Start of Block

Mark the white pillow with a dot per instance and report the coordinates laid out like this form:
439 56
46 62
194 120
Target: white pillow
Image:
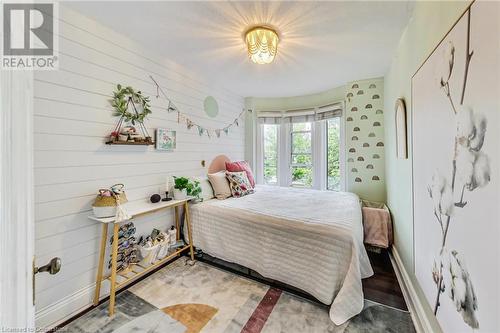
220 184
207 192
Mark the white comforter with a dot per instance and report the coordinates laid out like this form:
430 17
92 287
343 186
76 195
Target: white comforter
312 240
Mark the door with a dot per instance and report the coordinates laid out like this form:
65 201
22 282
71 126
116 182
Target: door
16 200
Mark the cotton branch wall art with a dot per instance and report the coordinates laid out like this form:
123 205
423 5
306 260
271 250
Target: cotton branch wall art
455 171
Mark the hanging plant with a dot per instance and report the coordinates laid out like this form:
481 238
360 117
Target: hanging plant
120 102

End of Block

== About this exercise ==
Print each entry above verbatim, pictures left out.

== Exercise response ==
Mark the white pillow with a dot per instance and report the coordinates laid out like this form:
439 56
46 62
194 120
Target: white pillow
Image:
220 184
207 192
Mark the white comforter with a dot per instance and report the coordinates laid out like this form:
430 17
92 287
343 186
76 195
Target: white comforter
312 240
Mark the door with a dot per instance and report the coordinates laid out like this form:
65 201
22 282
71 126
116 182
Target: door
16 200
Mark the cotton branch wall art with a dot per instance and report the coordinates laid out like this form:
123 205
423 5
306 260
271 250
Target: cotton branch wall art
455 171
Mark the hanging plant with a dot per instance and report the coordinates laid out like this form:
481 238
360 117
Target: hanging plant
120 102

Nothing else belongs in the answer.